> Activity
Copy each line below exactly and leave the pictures out.

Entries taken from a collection
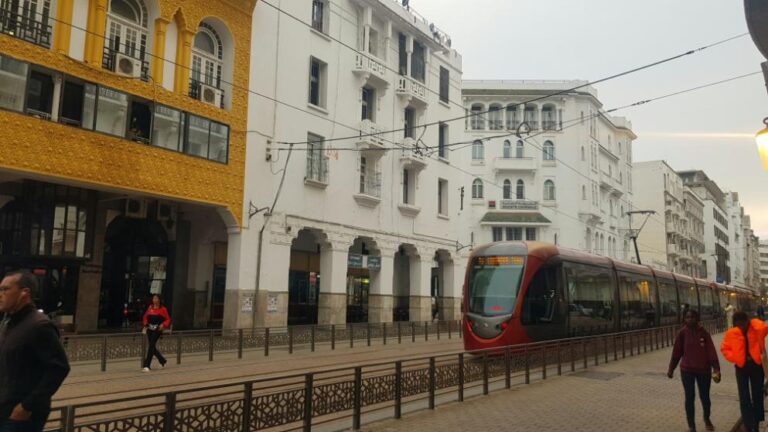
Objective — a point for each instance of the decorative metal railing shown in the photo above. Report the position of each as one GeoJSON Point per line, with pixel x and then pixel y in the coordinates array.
{"type": "Point", "coordinates": [32, 27]}
{"type": "Point", "coordinates": [108, 348]}
{"type": "Point", "coordinates": [334, 396]}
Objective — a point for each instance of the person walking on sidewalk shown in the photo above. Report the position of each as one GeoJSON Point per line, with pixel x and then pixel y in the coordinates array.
{"type": "Point", "coordinates": [699, 366]}
{"type": "Point", "coordinates": [156, 319]}
{"type": "Point", "coordinates": [33, 363]}
{"type": "Point", "coordinates": [743, 346]}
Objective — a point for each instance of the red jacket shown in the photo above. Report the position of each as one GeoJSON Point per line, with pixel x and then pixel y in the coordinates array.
{"type": "Point", "coordinates": [697, 351]}
{"type": "Point", "coordinates": [157, 317]}
{"type": "Point", "coordinates": [733, 344]}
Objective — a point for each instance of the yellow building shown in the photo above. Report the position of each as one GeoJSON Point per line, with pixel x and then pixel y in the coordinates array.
{"type": "Point", "coordinates": [122, 153]}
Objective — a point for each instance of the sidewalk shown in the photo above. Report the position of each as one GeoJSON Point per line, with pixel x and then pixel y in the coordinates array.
{"type": "Point", "coordinates": [630, 395]}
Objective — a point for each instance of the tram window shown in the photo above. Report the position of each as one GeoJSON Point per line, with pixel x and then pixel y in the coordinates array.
{"type": "Point", "coordinates": [669, 305]}
{"type": "Point", "coordinates": [590, 299]}
{"type": "Point", "coordinates": [636, 294]}
{"type": "Point", "coordinates": [541, 299]}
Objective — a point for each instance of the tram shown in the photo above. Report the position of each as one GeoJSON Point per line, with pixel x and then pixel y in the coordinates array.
{"type": "Point", "coordinates": [521, 292]}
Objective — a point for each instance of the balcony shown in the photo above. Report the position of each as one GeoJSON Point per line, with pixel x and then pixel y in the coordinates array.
{"type": "Point", "coordinates": [31, 27]}
{"type": "Point", "coordinates": [514, 164]}
{"type": "Point", "coordinates": [368, 67]}
{"type": "Point", "coordinates": [411, 89]}
{"type": "Point", "coordinates": [371, 137]}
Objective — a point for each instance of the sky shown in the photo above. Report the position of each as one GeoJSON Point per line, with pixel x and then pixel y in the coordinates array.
{"type": "Point", "coordinates": [711, 129]}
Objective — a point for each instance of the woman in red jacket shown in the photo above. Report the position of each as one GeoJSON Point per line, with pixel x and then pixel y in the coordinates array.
{"type": "Point", "coordinates": [156, 319]}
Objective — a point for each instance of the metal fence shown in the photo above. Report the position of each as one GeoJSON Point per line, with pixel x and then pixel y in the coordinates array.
{"type": "Point", "coordinates": [121, 347]}
{"type": "Point", "coordinates": [334, 396]}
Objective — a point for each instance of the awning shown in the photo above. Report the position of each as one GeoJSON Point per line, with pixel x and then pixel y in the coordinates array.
{"type": "Point", "coordinates": [529, 218]}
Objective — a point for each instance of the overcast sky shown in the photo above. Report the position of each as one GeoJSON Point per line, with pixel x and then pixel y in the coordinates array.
{"type": "Point", "coordinates": [710, 129]}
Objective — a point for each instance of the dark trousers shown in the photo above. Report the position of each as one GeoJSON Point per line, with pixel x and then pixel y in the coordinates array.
{"type": "Point", "coordinates": [690, 380]}
{"type": "Point", "coordinates": [749, 380]}
{"type": "Point", "coordinates": [152, 337]}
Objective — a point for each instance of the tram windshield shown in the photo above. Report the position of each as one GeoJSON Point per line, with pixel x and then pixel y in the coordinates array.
{"type": "Point", "coordinates": [494, 284]}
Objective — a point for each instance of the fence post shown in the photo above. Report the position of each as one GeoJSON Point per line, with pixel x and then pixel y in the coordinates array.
{"type": "Point", "coordinates": [104, 354]}
{"type": "Point", "coordinates": [247, 406]}
{"type": "Point", "coordinates": [432, 383]}
{"type": "Point", "coordinates": [239, 343]}
{"type": "Point", "coordinates": [461, 377]}
{"type": "Point", "coordinates": [398, 389]}
{"type": "Point", "coordinates": [507, 368]}
{"type": "Point", "coordinates": [178, 348]}
{"type": "Point", "coordinates": [266, 341]}
{"type": "Point", "coordinates": [308, 385]}
{"type": "Point", "coordinates": [170, 411]}
{"type": "Point", "coordinates": [357, 398]}
{"type": "Point", "coordinates": [485, 373]}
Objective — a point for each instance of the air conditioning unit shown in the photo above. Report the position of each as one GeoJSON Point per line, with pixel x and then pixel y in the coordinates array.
{"type": "Point", "coordinates": [166, 212]}
{"type": "Point", "coordinates": [210, 95]}
{"type": "Point", "coordinates": [136, 208]}
{"type": "Point", "coordinates": [127, 66]}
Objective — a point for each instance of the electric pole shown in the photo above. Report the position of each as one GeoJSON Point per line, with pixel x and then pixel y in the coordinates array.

> Answer to this task
Objective — a point for each instance of the decorative metal railing shown in the photo above. Report the position of each as one GeoJSON Point per line, with pixel x and then pixel y in the coordinates array.
{"type": "Point", "coordinates": [32, 27]}
{"type": "Point", "coordinates": [108, 348]}
{"type": "Point", "coordinates": [334, 396]}
Objective — a point for each instance of the person walking on sidewalk shown in the photo above. Report the position of each as one GeoJSON Point per line, with pixel x and then pixel y in the coordinates array.
{"type": "Point", "coordinates": [699, 366]}
{"type": "Point", "coordinates": [156, 319]}
{"type": "Point", "coordinates": [33, 363]}
{"type": "Point", "coordinates": [743, 346]}
Objective — a point for each instance of the red jacket shown in the photo above. Report the position of each as one GeoJSON Point per line, with pixel x and then pixel y in the coordinates array.
{"type": "Point", "coordinates": [697, 351]}
{"type": "Point", "coordinates": [157, 317]}
{"type": "Point", "coordinates": [733, 344]}
Objective — a point for each instance of the yellow building shown in the photo above. Report the position of each as one GeoJSON Point per line, with pixel x and then pixel y in the coordinates array.
{"type": "Point", "coordinates": [122, 153]}
Objective — a point for each instance of the sidewalk shown in the photo above. Report the position of each as one GeoJSON Point per line, with pixel x and then pixel y in the coordinates array.
{"type": "Point", "coordinates": [630, 395]}
Objective — a point for each instance of the tram window shown in the photo above. Report the position of each as one GeoJSON Point per line, with pixel x and then pixel y in the coordinates array.
{"type": "Point", "coordinates": [669, 305]}
{"type": "Point", "coordinates": [590, 299]}
{"type": "Point", "coordinates": [636, 294]}
{"type": "Point", "coordinates": [541, 299]}
Objective — a point for each instance of the tram shown in the photo above. Report the position of each as one GeoJSON Point per line, with pixel x and then pixel y in the coordinates array.
{"type": "Point", "coordinates": [521, 292]}
Objective — a point for each instance of the balcony shown in the photo above. Report the position of each as one GeoJSON Point per line, with pixel x and then pixel y in the coordinates array.
{"type": "Point", "coordinates": [31, 27]}
{"type": "Point", "coordinates": [514, 164]}
{"type": "Point", "coordinates": [368, 67]}
{"type": "Point", "coordinates": [411, 89]}
{"type": "Point", "coordinates": [371, 137]}
Objective — a point for each instance of the sky shown in the photo above. Report the position of each as one GeoJSON Point per line, with pixel x and then pixel y in the coordinates array.
{"type": "Point", "coordinates": [711, 129]}
Objective — a point for each instance of the woman in red jacket shown in the photo above. Report the position of each as one GeoJSON Point per line, with pixel x and then pixel y in the coordinates array.
{"type": "Point", "coordinates": [156, 319]}
Objective — a point for each instance of the metal fence shown in the photo above. Report the position of each as one GeoJSON Point per line, with pixel x and then pixel y in the coordinates array.
{"type": "Point", "coordinates": [121, 347]}
{"type": "Point", "coordinates": [334, 396]}
Objective — a point for each instance of the awning shown in the photo above. Report the position of each as one GeoJSON Point per line, with pixel x and then pixel y in the coordinates array.
{"type": "Point", "coordinates": [529, 218]}
Objective — a point for each instance of the overcast sky shown in the photo above. Report the position of each as one GeoJSON Point per line, with pixel x and then pixel y in the coordinates array.
{"type": "Point", "coordinates": [710, 129]}
Objective — a point for each instance of the dark trousers shown in the photo above. Report the position of each as one GeoJSON Point per line, with pixel x and then pixel y in the coordinates array.
{"type": "Point", "coordinates": [690, 380]}
{"type": "Point", "coordinates": [749, 380]}
{"type": "Point", "coordinates": [152, 337]}
Objective — a point for each instance of the tram windshield shown in the photo above. Report the position of each as one GeoJSON Point per line, with pixel x and then pixel y in the coordinates array.
{"type": "Point", "coordinates": [494, 284]}
Objective — a point for each instance of the fence post shown in the photo above. Report the position of each as one GeoJSON Point per line, with pixel x and then pixel y in the coordinates array.
{"type": "Point", "coordinates": [104, 354]}
{"type": "Point", "coordinates": [247, 406]}
{"type": "Point", "coordinates": [432, 383]}
{"type": "Point", "coordinates": [239, 343]}
{"type": "Point", "coordinates": [461, 377]}
{"type": "Point", "coordinates": [398, 389]}
{"type": "Point", "coordinates": [507, 368]}
{"type": "Point", "coordinates": [178, 348]}
{"type": "Point", "coordinates": [266, 341]}
{"type": "Point", "coordinates": [308, 385]}
{"type": "Point", "coordinates": [170, 411]}
{"type": "Point", "coordinates": [357, 398]}
{"type": "Point", "coordinates": [485, 373]}
Objective — a point for each instance of the air conditioning unit shown in the photo above. Report the position of each as one GeoJSON Point per line, with pixel x and then pixel y in the coordinates array.
{"type": "Point", "coordinates": [166, 212]}
{"type": "Point", "coordinates": [210, 95]}
{"type": "Point", "coordinates": [136, 208]}
{"type": "Point", "coordinates": [127, 66]}
Objective — a point for each instance of the electric pole shown in the photo above. Report the position of each as one GeoJSON Point per line, with pixel x and then pixel y in the coordinates array.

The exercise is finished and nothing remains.